Page extract —
Beta distribution

April 9, 2023  [datascience]  [math]  [python]  [numpy] 

Beta distribution is a useful tool for modeling uncertanty about probabiiities/percentages/proportions. It is a continuous probability distribution with the domain of $[0, 1]$. It is also a very useful tool in Bayesian statistics, as there is a very straightforward way to get the parameters of the posterior distribution.

This blog post contains my own notes on Beta distribution, influenced by reading the “Bayesian Statistics the Fun Way” book, along with some tinkering in Python around the examples in the book.

Beta distribution is characterized by two parameters, $\alpha$ and $\beta$, representing the outcomes of a simple sequence of pass/fail trials, like coin flips or advertisement conversions:

The exact definition of the PDF of Beta distribution can be looked up in the SciPy docs or on the respective Wikipedia entry.

I find it more intuiitive to think in terms of the number of successes $\alpha$ and the total number of trials $\alpha + \beta$. By the way, the ratio of $\frac{\alpha}{\alpha + \beta}$ constinutes the mean of the distribution.

Let’s take a look at an example with 14 successes out of 41 trials (ref. chapter 5). First, we import the libraries of interest and define a helper function for plotting the Beta distribution PDF:

import numpy as np
import pandas as pd
from scipy import stats
from scipy import integrate
from matplotlib import pyplot as plt


def plot_beta_distrib(distrib, cutoff=1., figsize=None):
    
    ps = np.linspace(0, cutoff, num=200)
    
    _, ax = plt.subplots(figsize=figsize)
    ax.plot(ps, distrib.pdf(ps), color='tab:blue')
    ax.axvline(distrib.mean(), color='gray', linestyle='--')
    ax.set_xlabel('p')
    ax.set_ylabel('PDF(p)')
    
    plt.show()

Data section —
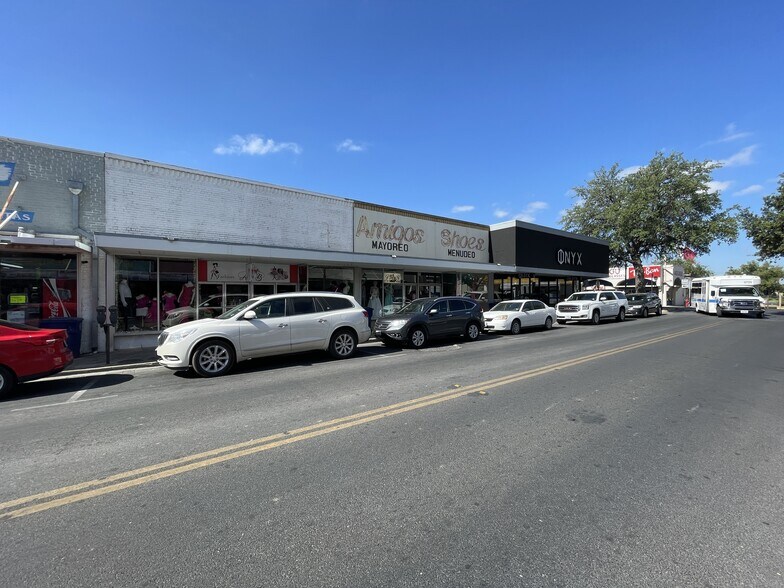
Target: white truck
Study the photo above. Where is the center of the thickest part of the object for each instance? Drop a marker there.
(728, 295)
(592, 306)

Written instruction — Reproduce the Beta distribution page above from the words "Let’s take a" through the words "ax = plt.subplots(figsize=figsize)".

Answer for this exercise —
Let’s take a look at an example with 14 successes out of 41 trials (ref. chapter 5). First, we import the libraries of interest and define a helper function for plotting the Beta distribution PDF:

import numpy as np
import pandas as pd
from scipy import stats
from scipy import integrate
from matplotlib import pyplot as plt


def plot_beta_distrib(distrib, cutoff=1., figsize=None):
    
    ps = np.linspace(0, cutoff, num=200)
    
    _, ax = plt.subplots(figsize=figsize)